Reproduce the material exactly, omitting nothing.

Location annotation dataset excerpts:
::::
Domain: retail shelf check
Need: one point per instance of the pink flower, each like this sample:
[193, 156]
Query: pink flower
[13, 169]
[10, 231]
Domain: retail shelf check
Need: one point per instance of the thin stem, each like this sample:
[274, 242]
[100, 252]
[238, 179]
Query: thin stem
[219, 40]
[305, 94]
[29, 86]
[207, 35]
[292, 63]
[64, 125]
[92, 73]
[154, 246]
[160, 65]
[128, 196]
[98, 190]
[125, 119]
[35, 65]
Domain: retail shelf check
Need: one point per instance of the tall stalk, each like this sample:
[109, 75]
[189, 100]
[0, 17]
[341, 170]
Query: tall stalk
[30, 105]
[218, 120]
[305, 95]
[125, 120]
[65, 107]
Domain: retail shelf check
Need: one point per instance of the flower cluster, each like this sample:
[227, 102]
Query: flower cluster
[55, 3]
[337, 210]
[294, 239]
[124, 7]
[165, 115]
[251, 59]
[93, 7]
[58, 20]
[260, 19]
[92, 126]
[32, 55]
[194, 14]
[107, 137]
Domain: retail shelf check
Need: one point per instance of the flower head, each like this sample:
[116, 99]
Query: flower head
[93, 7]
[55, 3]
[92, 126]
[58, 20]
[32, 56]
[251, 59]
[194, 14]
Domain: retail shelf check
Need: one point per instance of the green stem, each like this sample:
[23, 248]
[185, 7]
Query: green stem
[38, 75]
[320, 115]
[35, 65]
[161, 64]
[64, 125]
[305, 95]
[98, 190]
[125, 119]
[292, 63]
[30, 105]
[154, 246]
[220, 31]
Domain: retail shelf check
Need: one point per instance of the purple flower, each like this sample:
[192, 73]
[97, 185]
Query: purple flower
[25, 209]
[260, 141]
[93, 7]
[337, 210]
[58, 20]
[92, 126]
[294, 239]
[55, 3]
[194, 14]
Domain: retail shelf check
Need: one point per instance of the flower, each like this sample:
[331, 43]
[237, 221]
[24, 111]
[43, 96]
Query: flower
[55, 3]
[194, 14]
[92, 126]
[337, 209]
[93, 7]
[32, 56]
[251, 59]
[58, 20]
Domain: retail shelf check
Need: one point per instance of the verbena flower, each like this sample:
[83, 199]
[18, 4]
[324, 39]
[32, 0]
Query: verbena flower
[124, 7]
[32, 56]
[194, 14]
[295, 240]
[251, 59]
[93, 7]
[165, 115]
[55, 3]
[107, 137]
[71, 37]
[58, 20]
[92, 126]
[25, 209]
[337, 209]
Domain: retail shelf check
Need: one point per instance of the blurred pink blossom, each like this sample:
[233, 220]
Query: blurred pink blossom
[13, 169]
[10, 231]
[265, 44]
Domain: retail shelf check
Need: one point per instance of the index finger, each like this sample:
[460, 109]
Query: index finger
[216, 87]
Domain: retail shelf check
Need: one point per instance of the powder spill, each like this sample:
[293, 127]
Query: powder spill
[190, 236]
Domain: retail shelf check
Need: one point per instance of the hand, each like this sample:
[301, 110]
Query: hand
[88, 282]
::::
◆ **FINAL RESULT**
Domain: retail shelf check
Need: one point per instance of the pink flower, each like this sample:
[193, 156]
Query: pink flower
[13, 169]
[10, 231]
Domain: retail shelf check
Need: one point per instance of the thin stem, each like this sample:
[274, 242]
[100, 252]
[238, 179]
Query: thin stem
[219, 40]
[305, 94]
[29, 86]
[207, 35]
[292, 63]
[64, 125]
[92, 73]
[154, 246]
[160, 65]
[128, 196]
[98, 190]
[125, 119]
[35, 65]
Domain: retail shelf check
Need: one point per instance of the tall stalk, each like this sample:
[109, 75]
[189, 100]
[0, 17]
[341, 170]
Query: tall stalk
[30, 105]
[218, 120]
[305, 95]
[125, 120]
[65, 107]
Domain: retail shelf check
Need: one point per instance of the flower cluster, each like this sample:
[227, 102]
Query: flower cluster
[55, 3]
[337, 210]
[294, 239]
[124, 7]
[165, 115]
[251, 59]
[93, 7]
[58, 20]
[260, 19]
[92, 126]
[32, 55]
[194, 14]
[107, 137]
Domain: retail shelf check
Need: one point per instance of the flower head, each like this sample:
[116, 99]
Query: flower head
[93, 7]
[55, 3]
[92, 126]
[58, 20]
[32, 56]
[251, 59]
[194, 14]
Domain: retail shelf check
Need: one point per instance of the green stem, each like this sample:
[23, 248]
[185, 7]
Query: green stem
[38, 75]
[320, 115]
[35, 65]
[161, 64]
[64, 125]
[305, 95]
[98, 190]
[125, 119]
[292, 63]
[30, 105]
[154, 246]
[220, 31]
Domain: retail shelf check
Need: one point per instance of the purple flower, each like this sample:
[192, 73]
[97, 185]
Query: purple flower
[25, 209]
[260, 141]
[93, 7]
[337, 210]
[58, 20]
[92, 126]
[294, 239]
[55, 3]
[194, 14]
Domain: retail shelf check
Need: one point per instance of the flower, each like this sample:
[331, 43]
[237, 221]
[24, 111]
[43, 96]
Query: flower
[55, 3]
[194, 14]
[92, 126]
[337, 209]
[93, 7]
[32, 56]
[251, 59]
[58, 20]
Domain: retail shelf check
Need: one point per instance of the verbena flower, each like this sample:
[83, 199]
[18, 4]
[324, 39]
[32, 0]
Query: verbena flower
[124, 7]
[32, 56]
[194, 14]
[295, 240]
[251, 59]
[93, 7]
[165, 115]
[55, 3]
[107, 137]
[71, 37]
[58, 20]
[92, 126]
[25, 209]
[337, 209]
Domain: retail shelf check
Need: one point per instance of the blurred pink blossom, each like this sample:
[233, 220]
Query: blurred pink blossom
[13, 169]
[10, 231]
[265, 44]
Domain: retail shelf check
Need: one point per instance of the index finger, each like this sample:
[460, 109]
Query: index finger
[216, 87]
Domain: retail shelf check
Need: one point per instance of the powder spill, each like this sample:
[293, 127]
Query: powder spill
[190, 236]
Domain: retail shelf check
Need: one point per instance of the hand, each like this sample:
[301, 110]
Query: hand
[88, 282]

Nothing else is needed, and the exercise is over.